■ Задание ■
Перепишите, пожалуйста, все пункты ниже слово в слово, но без изображений.

»»

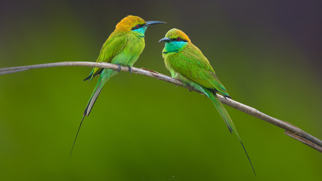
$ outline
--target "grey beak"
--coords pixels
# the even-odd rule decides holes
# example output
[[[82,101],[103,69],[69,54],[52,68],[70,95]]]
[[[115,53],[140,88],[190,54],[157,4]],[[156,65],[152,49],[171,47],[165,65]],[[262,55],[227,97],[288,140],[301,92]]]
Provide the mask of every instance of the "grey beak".
[[[142,27],[144,27],[145,26],[150,26],[150,25],[153,25],[153,24],[159,24],[160,23],[166,23],[165,22],[163,22],[162,21],[147,21],[146,23],[147,24],[142,26]]]
[[[159,42],[173,42],[174,41],[172,39],[170,39],[169,38],[164,38],[160,40],[159,41]]]

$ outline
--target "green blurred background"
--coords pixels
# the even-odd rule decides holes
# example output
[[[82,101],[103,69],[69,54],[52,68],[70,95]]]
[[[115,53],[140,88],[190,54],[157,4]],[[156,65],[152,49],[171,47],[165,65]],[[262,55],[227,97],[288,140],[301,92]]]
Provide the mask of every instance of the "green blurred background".
[[[0,67],[95,62],[126,16],[165,21],[148,29],[134,66],[169,75],[158,41],[182,30],[234,100],[322,139],[321,1],[253,1],[2,0]],[[106,84],[69,159],[91,70],[0,76],[2,180],[321,180],[322,153],[225,106],[255,178],[208,99],[124,72]]]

««

■ Ответ ■
$ outline
--target "grey beak"
--coords pixels
# the even-odd rule decides holes
# example output
[[[82,101],[103,69],[69,54],[52,68],[70,95]]]
[[[115,53],[140,88],[190,54],[157,4]],[[156,65],[152,49],[171,47],[165,65]],[[262,55],[227,97],[288,140],[301,92]]]
Provide the mask of every instance of the "grey beak".
[[[142,27],[144,27],[145,26],[150,26],[150,25],[153,25],[153,24],[159,24],[160,23],[166,23],[165,22],[163,22],[162,21],[147,21],[146,23],[147,24],[142,26]]]
[[[159,42],[173,42],[174,41],[172,39],[170,39],[169,38],[164,38],[160,40],[159,41]]]

$ outline
--target "green blurred background"
--coords pixels
# the even-odd rule decides holes
# example output
[[[82,101],[103,69],[69,54],[52,68],[70,95]]]
[[[115,53],[140,88],[190,54],[157,4]],[[156,65],[152,49],[171,47],[165,65]],[[262,55],[227,97],[288,140],[301,92]]]
Provide the mask of every instance of the "green blurred background".
[[[0,67],[95,62],[126,16],[165,21],[148,29],[134,66],[169,75],[158,41],[182,30],[234,100],[322,139],[321,1],[253,1],[2,0]],[[106,84],[69,159],[91,70],[0,76],[2,180],[321,180],[322,153],[225,106],[255,178],[208,99],[124,72]]]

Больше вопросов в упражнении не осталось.